» Detection records
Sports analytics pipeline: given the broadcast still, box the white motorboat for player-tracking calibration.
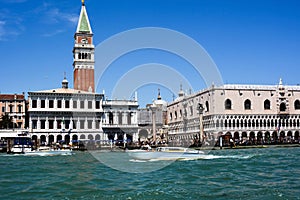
[25,146,73,156]
[129,147,204,160]
[9,133,32,154]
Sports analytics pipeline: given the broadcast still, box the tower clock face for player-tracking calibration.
[81,38,88,44]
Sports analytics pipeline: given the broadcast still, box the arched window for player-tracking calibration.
[279,103,286,112]
[294,99,300,110]
[244,99,251,110]
[264,99,271,110]
[225,99,231,110]
[108,112,114,124]
[205,101,209,112]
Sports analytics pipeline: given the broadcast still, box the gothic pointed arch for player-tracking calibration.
[225,99,232,110]
[244,99,251,110]
[264,99,271,110]
[294,99,300,110]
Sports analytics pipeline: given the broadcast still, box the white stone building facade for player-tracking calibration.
[168,80,300,145]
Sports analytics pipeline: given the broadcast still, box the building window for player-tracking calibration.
[205,101,209,112]
[32,100,37,108]
[80,101,84,109]
[244,99,251,110]
[41,120,46,129]
[63,120,70,129]
[95,120,100,129]
[80,120,85,129]
[279,103,286,112]
[57,100,61,108]
[9,105,13,113]
[73,120,77,129]
[127,113,132,125]
[57,120,62,129]
[65,100,70,108]
[225,99,232,110]
[49,100,54,108]
[88,101,93,109]
[190,106,194,116]
[119,113,123,125]
[294,100,300,110]
[96,101,100,109]
[108,113,114,124]
[264,99,271,110]
[73,101,77,109]
[88,120,93,129]
[41,100,46,108]
[32,120,37,129]
[18,105,22,113]
[49,120,54,129]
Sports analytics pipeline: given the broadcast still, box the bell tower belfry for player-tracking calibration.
[73,0,95,92]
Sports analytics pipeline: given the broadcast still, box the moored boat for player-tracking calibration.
[25,146,73,156]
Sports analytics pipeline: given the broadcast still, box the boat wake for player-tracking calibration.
[129,155,254,163]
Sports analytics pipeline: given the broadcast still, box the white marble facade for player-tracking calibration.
[167,80,300,145]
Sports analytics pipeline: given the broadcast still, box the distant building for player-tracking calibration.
[28,79,104,144]
[0,94,26,129]
[102,99,139,142]
[138,90,167,143]
[28,1,138,144]
[168,80,300,145]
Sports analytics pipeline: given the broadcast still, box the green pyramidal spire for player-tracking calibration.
[76,3,92,33]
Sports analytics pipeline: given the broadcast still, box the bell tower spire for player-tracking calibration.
[73,0,95,92]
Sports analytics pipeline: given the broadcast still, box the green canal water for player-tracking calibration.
[0,148,300,200]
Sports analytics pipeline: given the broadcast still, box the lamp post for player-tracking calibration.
[151,104,157,145]
[197,103,204,144]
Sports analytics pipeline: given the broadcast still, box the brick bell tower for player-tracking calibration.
[73,0,95,92]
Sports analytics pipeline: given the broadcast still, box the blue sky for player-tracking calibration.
[0,0,300,107]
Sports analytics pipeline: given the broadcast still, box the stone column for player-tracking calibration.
[151,105,157,144]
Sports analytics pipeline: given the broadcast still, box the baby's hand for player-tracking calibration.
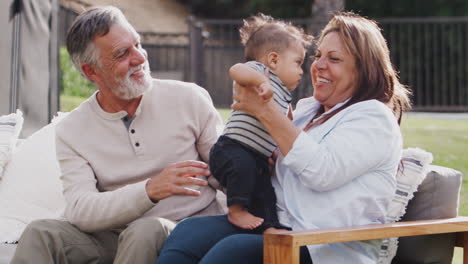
[257,82,273,101]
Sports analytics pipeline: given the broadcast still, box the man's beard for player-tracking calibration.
[111,61,151,100]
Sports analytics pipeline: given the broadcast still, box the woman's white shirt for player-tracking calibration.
[272,97,402,264]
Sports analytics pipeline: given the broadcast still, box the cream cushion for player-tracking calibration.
[0,117,65,243]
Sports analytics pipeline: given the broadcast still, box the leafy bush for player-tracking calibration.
[60,47,96,98]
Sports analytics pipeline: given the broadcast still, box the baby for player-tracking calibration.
[209,14,312,233]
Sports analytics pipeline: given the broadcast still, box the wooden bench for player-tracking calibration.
[263,217,468,264]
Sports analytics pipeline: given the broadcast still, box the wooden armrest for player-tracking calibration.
[263,217,468,264]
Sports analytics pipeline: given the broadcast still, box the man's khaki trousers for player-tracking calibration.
[11,218,175,264]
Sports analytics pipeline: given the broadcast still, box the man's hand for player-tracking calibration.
[146,160,210,201]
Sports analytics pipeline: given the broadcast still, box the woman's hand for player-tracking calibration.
[231,79,301,156]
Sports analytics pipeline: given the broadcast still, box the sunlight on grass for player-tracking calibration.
[402,114,468,216]
[60,100,468,264]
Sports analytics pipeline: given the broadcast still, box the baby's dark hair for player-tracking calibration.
[239,13,314,61]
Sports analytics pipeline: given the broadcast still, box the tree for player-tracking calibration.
[178,0,314,18]
[346,0,468,18]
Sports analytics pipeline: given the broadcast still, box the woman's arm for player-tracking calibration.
[229,63,273,100]
[232,83,301,156]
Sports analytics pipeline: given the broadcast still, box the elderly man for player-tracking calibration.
[12,7,225,263]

» Challenge
Format every line of the records above as a Markdown table with the columns "Row" and "Line," numbering the rows in order and leaving out blank lines. Omit the pictures from your answer.

» Solution to this problem
| Row | Line |
|---|---|
| 1 | Sports analytics pipeline: given the broadcast still, box the white motorboat for player-tracking calibration. |
| 2 | [25,146,73,156] |
| 3 | [129,147,204,160] |
| 4 | [9,133,32,154] |
| 5 | Sports analytics pipeline: given the broadcast still, box the tower clock face for player-tracking calibration. |
| 6 | [81,38,88,44] |
| 7 | Sports analytics pipeline: given the broadcast still, box the arched window for player-tracking calibration. |
| 8 | [279,103,286,112] |
| 9 | [294,99,300,110] |
| 10 | [244,99,251,110] |
| 11 | [264,99,271,110] |
| 12 | [225,99,231,110] |
| 13 | [108,112,114,124] |
| 14 | [205,101,209,112] |
| 15 | Sports analytics pipeline: given the broadcast still, box the gothic pointed arch for player-tracking calibration. |
| 16 | [225,99,232,110] |
| 17 | [244,99,251,110] |
| 18 | [264,99,271,110] |
| 19 | [294,99,300,110] |
| 20 | Sports analytics pipeline: given the broadcast still, box the white stone building facade for player-tracking calibration. |
| 21 | [168,80,300,145] |
| 22 | Sports analytics pipeline: given the broadcast still, box the building window for player-tracking calibration. |
| 23 | [205,101,209,112] |
| 24 | [32,100,37,108] |
| 25 | [80,101,84,109] |
| 26 | [244,99,251,110] |
| 27 | [41,120,46,129] |
| 28 | [63,120,70,129] |
| 29 | [95,120,100,129] |
| 30 | [80,120,85,129] |
| 31 | [279,103,286,112] |
| 32 | [57,100,61,108] |
| 33 | [9,105,13,113] |
| 34 | [73,120,77,129] |
| 35 | [127,113,132,125] |
| 36 | [57,120,62,129] |
| 37 | [65,100,70,108] |
| 38 | [225,99,232,110] |
| 39 | [49,100,54,108] |
| 40 | [88,101,93,109] |
| 41 | [190,106,194,116] |
| 42 | [119,113,123,125] |
| 43 | [294,100,300,110] |
| 44 | [96,101,100,109] |
| 45 | [108,113,114,124] |
| 46 | [264,99,271,110] |
| 47 | [73,101,77,109] |
| 48 | [88,120,93,129] |
| 49 | [41,100,46,108] |
| 50 | [32,120,37,129] |
| 51 | [18,105,22,113] |
| 52 | [49,120,54,129] |
| 53 | Sports analytics pipeline: given the broadcast still, box the bell tower belfry for player-tracking calibration. |
| 54 | [73,0,95,92] |
| 55 | Sports analytics pipeline: given the broadcast still, box the moored boat for player-tracking calibration. |
| 56 | [25,146,73,156] |
| 57 | Sports analytics pipeline: given the broadcast still, box the boat wake for player-tracking calibration. |
| 58 | [129,155,254,163] |
| 59 | Sports analytics pipeline: given the broadcast still, box the white marble facade for player-tracking calibration. |
| 60 | [167,80,300,145] |
| 61 | Sports analytics pipeline: given the broadcast still, box the distant building for player-tracking calibration. |
| 62 | [28,79,104,144] |
| 63 | [0,94,26,129] |
| 64 | [102,99,139,142] |
| 65 | [138,90,167,143] |
| 66 | [28,1,138,144] |
| 67 | [168,80,300,145] |
| 68 | Sports analytics pipeline: given the broadcast still, box the green pyramidal spire for player-tracking calibration. |
| 69 | [76,3,92,33] |
| 70 | Sports analytics pipeline: given the broadcast still, box the bell tower spire for player-tracking calibration. |
| 71 | [73,0,95,92] |
| 72 | Sports analytics pipeline: given the broadcast still, box the green canal water for player-tracking calibration. |
| 73 | [0,148,300,200] |
| 74 | Sports analytics pipeline: given the broadcast still, box the lamp post for player-tracking calibration. |
| 75 | [151,104,157,145] |
| 76 | [197,103,204,144] |
| 77 | Sports analytics pipeline: given the broadcast still, box the brick bell tower for player-tracking calibration. |
| 78 | [73,0,95,92] |
| 79 | Sports analytics pipeline: given the broadcast still, box the blue sky for player-tracking calibration. |
| 80 | [0,0,300,107] |
| 81 | Sports analytics pipeline: given the broadcast still, box the stone column for player-tracking calibration. |
| 82 | [151,105,157,144] |
| 83 | Sports analytics pipeline: given the broadcast still, box the baby's hand for player-tracking calibration. |
| 84 | [257,82,273,101] |
| 85 | Sports analytics pipeline: given the broadcast still, box the man's beard for player-tracking calibration. |
| 86 | [111,61,151,100] |
| 87 | Sports analytics pipeline: given the broadcast still, box the woman's white shirt for player-tracking calibration. |
| 88 | [272,97,402,264] |
| 89 | Sports analytics pipeline: given the broadcast still, box the cream cushion for player-tracking calibration. |
| 90 | [0,117,65,243] |
| 91 | Sports analytics pipeline: given the broadcast still, box the leafy bush for player-tracking calibration. |
| 92 | [60,47,96,98] |
| 93 | Sports analytics pipeline: given the broadcast still, box the baby for player-tracking calibration. |
| 94 | [209,14,312,233] |
| 95 | Sports analytics pipeline: given the broadcast still, box the wooden bench for player-tracking calibration. |
| 96 | [263,217,468,264] |
| 97 | Sports analytics pipeline: given the broadcast still, box the wooden armrest for player-tracking calibration. |
| 98 | [263,217,468,264] |
| 99 | Sports analytics pipeline: given the broadcast still, box the man's khaki trousers for player-tracking calibration. |
| 100 | [11,218,175,264] |
| 101 | Sports analytics pipeline: given the broadcast still, box the man's hand for player-tracking calibration. |
| 102 | [146,160,210,201] |
| 103 | Sports analytics pipeline: given the broadcast still, box the woman's hand for player-tracking calibration. |
| 104 | [231,79,301,156] |
| 105 | Sports analytics pipeline: given the broadcast still, box the sunlight on grass for player-tracking calibration. |
| 106 | [402,114,468,216] |
| 107 | [60,100,468,264] |
| 108 | Sports analytics pipeline: given the broadcast still, box the baby's dark hair for player-tracking calibration. |
| 109 | [239,13,314,61] |
| 110 | Sports analytics pipeline: given the broadcast still, box the tree for player-tracking calibration. |
| 111 | [178,0,314,18] |
| 112 | [346,0,468,18] |
| 113 | Sports analytics pipeline: given the broadcast still, box the woman's arm for player-tracking calibration. |
| 114 | [229,63,273,100] |
| 115 | [232,83,301,156] |
| 116 | Sports analytics pipeline: given the broadcast still, box the elderly man for player-tracking calibration. |
| 117 | [12,7,225,263] |